What is needed
Quote the rows word for word, starting at the first row and ending at the line containing "[99,0,276,37]", with both of those lines included.

⁂

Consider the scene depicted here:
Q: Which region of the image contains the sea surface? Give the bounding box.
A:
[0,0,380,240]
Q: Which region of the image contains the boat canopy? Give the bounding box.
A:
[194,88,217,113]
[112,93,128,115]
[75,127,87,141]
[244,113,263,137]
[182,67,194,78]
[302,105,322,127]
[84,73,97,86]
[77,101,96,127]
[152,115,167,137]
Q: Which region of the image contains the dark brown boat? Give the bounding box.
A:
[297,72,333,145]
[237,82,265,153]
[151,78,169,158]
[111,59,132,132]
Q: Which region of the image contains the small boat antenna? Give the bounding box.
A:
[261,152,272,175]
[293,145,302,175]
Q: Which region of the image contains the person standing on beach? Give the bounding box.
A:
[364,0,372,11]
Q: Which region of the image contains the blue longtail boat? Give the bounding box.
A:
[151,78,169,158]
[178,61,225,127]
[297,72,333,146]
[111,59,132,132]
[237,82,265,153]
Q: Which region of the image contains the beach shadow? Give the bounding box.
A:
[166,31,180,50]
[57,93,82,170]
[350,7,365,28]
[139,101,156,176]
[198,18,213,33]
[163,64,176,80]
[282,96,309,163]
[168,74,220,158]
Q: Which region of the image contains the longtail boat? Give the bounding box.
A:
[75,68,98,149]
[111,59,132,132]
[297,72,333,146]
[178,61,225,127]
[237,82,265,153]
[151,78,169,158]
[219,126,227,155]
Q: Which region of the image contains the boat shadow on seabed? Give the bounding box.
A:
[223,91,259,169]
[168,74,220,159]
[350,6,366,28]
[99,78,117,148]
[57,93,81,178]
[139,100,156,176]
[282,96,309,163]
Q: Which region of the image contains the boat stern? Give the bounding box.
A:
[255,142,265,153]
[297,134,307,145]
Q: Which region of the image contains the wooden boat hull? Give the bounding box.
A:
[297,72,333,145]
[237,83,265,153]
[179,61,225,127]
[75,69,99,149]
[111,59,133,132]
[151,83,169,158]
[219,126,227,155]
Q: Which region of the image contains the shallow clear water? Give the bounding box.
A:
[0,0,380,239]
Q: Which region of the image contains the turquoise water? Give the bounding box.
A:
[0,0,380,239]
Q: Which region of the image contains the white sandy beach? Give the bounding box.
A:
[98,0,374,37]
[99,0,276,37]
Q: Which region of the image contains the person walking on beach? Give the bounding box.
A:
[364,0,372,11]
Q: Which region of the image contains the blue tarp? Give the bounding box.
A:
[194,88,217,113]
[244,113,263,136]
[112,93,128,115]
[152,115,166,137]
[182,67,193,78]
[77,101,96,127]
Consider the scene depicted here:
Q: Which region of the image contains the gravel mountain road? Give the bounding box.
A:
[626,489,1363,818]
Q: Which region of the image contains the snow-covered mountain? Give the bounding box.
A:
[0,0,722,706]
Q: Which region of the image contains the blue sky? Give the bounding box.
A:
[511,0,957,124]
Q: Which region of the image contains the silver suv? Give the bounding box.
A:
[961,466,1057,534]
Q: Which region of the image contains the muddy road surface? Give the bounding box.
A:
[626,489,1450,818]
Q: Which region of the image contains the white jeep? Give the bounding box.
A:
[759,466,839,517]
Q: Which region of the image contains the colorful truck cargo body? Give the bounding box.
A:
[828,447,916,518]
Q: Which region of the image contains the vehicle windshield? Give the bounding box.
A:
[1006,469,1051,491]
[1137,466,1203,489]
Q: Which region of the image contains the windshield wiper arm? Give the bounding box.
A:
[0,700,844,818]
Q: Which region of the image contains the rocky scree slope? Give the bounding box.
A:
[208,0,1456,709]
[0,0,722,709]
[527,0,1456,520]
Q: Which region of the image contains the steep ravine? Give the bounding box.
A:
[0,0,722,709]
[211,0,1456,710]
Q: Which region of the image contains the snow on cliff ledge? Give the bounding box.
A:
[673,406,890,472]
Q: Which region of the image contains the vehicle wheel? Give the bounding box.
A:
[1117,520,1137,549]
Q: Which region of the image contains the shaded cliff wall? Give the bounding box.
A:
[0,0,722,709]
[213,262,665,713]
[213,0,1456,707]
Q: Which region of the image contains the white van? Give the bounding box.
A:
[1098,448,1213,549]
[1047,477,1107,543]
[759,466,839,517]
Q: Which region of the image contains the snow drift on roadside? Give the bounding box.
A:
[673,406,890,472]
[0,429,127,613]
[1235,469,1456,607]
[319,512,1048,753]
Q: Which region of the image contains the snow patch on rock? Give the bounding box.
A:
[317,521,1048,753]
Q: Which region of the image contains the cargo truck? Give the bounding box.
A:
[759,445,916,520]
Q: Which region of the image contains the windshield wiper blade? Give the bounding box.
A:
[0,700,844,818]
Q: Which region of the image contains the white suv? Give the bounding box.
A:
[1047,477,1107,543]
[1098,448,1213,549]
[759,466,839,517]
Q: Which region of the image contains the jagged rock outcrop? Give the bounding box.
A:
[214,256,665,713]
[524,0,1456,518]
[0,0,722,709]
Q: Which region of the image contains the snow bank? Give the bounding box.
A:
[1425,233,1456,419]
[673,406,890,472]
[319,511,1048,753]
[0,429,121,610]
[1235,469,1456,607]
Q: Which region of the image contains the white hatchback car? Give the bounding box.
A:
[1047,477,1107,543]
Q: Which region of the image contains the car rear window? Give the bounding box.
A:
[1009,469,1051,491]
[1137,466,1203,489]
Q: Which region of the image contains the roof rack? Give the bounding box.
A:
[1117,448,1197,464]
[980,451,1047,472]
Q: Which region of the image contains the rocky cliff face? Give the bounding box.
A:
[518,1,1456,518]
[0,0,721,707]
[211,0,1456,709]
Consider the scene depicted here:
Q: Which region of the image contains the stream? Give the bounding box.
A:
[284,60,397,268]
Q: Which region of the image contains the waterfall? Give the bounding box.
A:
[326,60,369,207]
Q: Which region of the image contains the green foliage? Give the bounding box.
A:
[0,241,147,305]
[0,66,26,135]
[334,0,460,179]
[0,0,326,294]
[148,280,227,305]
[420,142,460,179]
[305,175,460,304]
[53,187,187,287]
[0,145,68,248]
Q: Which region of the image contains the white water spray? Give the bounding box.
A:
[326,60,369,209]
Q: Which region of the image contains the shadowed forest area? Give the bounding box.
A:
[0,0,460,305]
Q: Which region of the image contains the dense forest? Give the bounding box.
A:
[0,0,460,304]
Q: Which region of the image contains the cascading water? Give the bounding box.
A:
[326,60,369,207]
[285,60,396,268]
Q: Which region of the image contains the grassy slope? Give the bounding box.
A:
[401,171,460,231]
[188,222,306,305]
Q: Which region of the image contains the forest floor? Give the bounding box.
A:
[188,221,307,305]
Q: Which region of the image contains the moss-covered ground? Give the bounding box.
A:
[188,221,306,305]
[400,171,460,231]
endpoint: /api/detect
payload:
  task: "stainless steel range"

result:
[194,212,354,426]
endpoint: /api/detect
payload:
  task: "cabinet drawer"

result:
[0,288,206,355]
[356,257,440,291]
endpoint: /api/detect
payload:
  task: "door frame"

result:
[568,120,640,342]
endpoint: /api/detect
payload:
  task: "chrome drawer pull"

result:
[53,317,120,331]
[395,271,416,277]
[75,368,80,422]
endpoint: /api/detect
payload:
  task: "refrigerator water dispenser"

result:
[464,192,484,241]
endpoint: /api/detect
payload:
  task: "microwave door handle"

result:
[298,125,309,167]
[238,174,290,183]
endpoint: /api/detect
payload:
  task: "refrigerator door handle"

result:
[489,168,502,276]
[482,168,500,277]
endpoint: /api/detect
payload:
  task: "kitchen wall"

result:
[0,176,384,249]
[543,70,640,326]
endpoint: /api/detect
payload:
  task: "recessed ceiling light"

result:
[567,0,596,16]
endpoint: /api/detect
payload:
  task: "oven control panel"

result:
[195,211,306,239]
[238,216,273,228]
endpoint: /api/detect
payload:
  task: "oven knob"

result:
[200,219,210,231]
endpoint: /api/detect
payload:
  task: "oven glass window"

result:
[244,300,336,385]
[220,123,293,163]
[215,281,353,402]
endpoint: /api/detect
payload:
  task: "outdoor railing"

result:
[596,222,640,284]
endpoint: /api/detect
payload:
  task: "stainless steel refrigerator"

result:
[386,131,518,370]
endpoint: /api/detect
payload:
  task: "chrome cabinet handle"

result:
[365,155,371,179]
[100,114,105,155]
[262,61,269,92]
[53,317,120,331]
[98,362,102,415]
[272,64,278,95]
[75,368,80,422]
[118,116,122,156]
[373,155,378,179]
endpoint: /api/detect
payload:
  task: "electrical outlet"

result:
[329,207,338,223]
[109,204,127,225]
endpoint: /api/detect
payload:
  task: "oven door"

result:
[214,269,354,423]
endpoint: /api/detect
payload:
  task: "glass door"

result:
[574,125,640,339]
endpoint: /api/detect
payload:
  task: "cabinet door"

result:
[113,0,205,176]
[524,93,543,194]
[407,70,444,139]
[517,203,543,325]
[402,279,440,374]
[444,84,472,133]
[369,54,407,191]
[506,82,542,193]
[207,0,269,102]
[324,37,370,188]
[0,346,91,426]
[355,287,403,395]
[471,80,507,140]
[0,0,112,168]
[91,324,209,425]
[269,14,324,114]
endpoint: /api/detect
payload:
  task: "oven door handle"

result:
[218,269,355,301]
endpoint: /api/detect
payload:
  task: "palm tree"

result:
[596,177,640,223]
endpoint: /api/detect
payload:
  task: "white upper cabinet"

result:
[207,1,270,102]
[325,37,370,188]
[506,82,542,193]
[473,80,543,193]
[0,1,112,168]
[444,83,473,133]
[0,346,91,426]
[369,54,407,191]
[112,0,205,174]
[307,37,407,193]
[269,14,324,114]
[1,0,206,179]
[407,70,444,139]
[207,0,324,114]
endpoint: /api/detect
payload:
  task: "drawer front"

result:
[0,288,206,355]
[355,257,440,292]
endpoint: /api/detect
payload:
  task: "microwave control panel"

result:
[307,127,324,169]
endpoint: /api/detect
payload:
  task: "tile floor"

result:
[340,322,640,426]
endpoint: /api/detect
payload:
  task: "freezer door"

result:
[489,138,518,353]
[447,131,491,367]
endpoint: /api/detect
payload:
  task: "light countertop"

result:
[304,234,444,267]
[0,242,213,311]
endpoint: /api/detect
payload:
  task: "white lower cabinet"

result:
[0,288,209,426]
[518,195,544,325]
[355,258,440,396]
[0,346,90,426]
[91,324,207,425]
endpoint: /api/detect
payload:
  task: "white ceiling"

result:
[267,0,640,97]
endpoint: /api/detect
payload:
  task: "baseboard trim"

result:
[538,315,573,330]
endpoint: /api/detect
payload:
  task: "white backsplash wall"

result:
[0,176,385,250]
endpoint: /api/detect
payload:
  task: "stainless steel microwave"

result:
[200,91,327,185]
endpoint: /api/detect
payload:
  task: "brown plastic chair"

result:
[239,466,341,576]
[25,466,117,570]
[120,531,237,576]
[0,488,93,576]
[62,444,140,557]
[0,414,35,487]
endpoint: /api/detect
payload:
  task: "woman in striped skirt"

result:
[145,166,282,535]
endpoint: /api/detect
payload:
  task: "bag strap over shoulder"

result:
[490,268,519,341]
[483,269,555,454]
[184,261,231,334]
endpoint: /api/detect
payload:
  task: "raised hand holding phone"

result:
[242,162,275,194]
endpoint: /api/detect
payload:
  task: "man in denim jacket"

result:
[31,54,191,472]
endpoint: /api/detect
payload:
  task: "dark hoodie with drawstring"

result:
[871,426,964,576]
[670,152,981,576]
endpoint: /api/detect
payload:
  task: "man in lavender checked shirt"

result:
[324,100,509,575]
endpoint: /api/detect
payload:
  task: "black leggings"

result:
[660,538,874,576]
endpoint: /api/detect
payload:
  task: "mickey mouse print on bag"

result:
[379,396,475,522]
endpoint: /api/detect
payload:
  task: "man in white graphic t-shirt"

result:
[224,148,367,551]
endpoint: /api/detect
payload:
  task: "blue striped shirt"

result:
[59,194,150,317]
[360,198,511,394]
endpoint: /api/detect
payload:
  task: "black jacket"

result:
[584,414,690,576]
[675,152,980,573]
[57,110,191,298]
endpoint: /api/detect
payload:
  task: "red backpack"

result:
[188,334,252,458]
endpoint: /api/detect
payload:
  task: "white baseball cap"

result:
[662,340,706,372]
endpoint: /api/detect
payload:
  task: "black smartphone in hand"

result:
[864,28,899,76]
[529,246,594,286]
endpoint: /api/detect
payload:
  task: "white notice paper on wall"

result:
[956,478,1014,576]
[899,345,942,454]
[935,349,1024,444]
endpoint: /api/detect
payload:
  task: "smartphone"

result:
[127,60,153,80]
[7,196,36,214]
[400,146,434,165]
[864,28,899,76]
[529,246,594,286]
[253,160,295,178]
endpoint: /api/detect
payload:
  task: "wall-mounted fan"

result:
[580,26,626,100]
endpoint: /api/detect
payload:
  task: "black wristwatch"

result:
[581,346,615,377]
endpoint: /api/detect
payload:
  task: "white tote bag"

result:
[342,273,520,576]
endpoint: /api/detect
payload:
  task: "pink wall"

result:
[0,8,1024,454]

⁂

Answer to the exercise
Consider the scene depicted here:
Q: Which region of the image contains the sea surface? Give the bounding box.
A:
[0,0,380,240]
Q: Which region of the image contains the boat canopy? Give the bounding box.
A:
[194,88,217,113]
[112,93,128,115]
[75,127,87,141]
[244,113,263,137]
[182,67,194,78]
[302,105,322,127]
[84,73,97,86]
[77,101,96,127]
[152,115,167,137]
Q: Which region of the image contains the dark brown boat? Give the bounding box.
A:
[297,72,333,145]
[237,82,265,153]
[151,78,169,158]
[111,59,132,132]
Q: Which region of the image contains the small boat antenna? Give the bounding box.
A:
[261,152,272,175]
[293,145,302,175]
Q: Which region of the image contains the person standing on beach? Give the bounding box.
A:
[364,0,372,11]
Q: Which region of the image contains the blue longtail boat? Give the bounding box.
A:
[151,78,169,158]
[178,61,225,127]
[297,72,333,146]
[111,59,132,132]
[237,82,265,153]
Q: Which region of the image contains the beach shadow? Give the bounding box.
A:
[166,31,180,50]
[57,93,82,170]
[350,7,365,28]
[139,101,156,176]
[198,18,213,33]
[163,64,176,80]
[282,96,309,163]
[168,74,220,158]
Q: Which region of the image contains the longtail boat? Give the bounding box.
A:
[75,68,98,149]
[111,59,132,132]
[297,72,333,146]
[178,61,225,127]
[237,82,265,153]
[151,78,169,158]
[219,126,227,155]
Q: Which region of the image contains the boat shadow on seabed? Give the bounding box.
A:
[223,91,259,169]
[168,74,220,159]
[350,6,366,28]
[99,78,117,148]
[57,93,81,178]
[139,100,156,176]
[282,96,309,163]
Q: Which region of the image contains the boat stern? Give the bounding box.
A:
[255,142,265,153]
[297,134,307,145]
Q: Which region of the image contains the wooden boat hull? Give the bounding box.
A:
[297,72,333,145]
[237,83,265,153]
[179,61,225,127]
[75,69,99,149]
[111,59,133,132]
[151,83,169,158]
[219,126,227,155]
Q: Which region of the image contains the shallow clear water? Give the bounding box.
A:
[0,0,380,239]
Q: Which region of the image contains the turquoise water? Give the bounding box.
A:
[0,0,380,239]
Q: Which region of the image contains the white sandy beach? Give the bounding box.
A:
[98,0,374,37]
[99,0,276,37]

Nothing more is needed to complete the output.